**Task directions**
Below are entries to examine: work out how many lines contain the word "cream", and give only that number.

┌──

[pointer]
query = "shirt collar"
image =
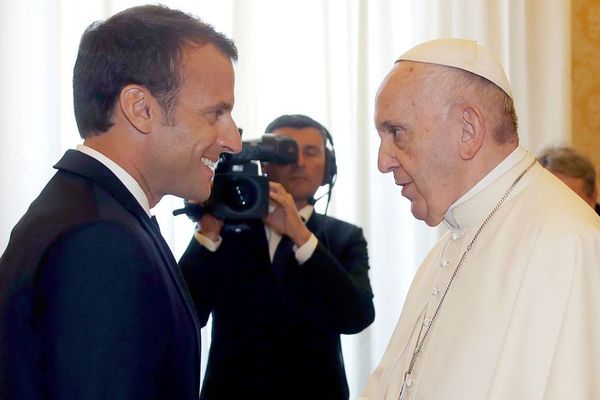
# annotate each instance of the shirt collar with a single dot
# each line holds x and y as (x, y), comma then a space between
(130, 183)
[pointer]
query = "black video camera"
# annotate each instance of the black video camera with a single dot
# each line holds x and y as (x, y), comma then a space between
(240, 190)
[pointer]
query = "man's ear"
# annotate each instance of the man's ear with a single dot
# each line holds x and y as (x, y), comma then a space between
(473, 132)
(139, 107)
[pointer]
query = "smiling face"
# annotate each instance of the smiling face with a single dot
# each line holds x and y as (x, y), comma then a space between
(418, 140)
(185, 148)
(304, 178)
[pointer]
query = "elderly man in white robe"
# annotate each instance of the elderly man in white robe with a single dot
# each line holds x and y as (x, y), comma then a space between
(507, 303)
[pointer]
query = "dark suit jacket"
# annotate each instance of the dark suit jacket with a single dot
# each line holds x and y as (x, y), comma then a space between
(279, 337)
(92, 303)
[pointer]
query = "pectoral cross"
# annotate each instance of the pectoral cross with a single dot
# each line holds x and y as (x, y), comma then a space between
(405, 385)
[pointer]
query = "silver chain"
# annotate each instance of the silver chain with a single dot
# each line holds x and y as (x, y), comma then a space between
(421, 340)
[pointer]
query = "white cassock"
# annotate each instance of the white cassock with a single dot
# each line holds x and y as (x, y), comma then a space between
(522, 317)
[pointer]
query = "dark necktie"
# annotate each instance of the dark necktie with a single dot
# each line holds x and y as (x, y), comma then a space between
(282, 255)
(154, 222)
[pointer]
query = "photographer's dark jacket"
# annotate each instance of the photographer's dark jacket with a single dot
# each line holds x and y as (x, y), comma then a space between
(277, 335)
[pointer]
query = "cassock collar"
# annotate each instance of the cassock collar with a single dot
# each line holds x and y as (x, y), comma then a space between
(478, 202)
(130, 183)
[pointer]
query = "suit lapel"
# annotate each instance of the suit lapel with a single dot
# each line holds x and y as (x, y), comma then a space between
(90, 168)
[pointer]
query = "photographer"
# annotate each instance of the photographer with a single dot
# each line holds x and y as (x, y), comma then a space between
(282, 291)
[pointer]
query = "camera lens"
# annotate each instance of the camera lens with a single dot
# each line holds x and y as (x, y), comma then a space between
(241, 195)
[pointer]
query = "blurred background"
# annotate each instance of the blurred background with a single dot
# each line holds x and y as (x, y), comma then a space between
(326, 59)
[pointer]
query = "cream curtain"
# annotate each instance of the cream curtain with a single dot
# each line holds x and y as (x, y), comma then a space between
(324, 58)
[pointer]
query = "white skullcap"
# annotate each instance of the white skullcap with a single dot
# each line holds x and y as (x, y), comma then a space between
(461, 53)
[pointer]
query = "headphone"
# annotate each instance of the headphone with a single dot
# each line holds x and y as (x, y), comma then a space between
(330, 163)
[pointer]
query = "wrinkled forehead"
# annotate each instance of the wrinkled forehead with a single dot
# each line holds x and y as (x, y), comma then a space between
(407, 79)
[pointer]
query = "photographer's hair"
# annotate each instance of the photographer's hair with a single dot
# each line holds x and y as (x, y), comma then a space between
(299, 121)
(567, 161)
(141, 45)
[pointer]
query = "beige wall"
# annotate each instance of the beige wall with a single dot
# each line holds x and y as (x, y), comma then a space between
(585, 60)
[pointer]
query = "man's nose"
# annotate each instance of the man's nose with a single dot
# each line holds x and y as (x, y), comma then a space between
(385, 162)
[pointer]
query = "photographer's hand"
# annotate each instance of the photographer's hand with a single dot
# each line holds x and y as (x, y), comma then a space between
(285, 218)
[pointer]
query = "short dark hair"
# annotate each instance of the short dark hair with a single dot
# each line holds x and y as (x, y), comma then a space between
(141, 45)
(567, 161)
(297, 121)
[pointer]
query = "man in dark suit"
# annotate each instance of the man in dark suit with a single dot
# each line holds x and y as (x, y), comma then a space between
(92, 303)
(282, 291)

└──

**Expected answer**
2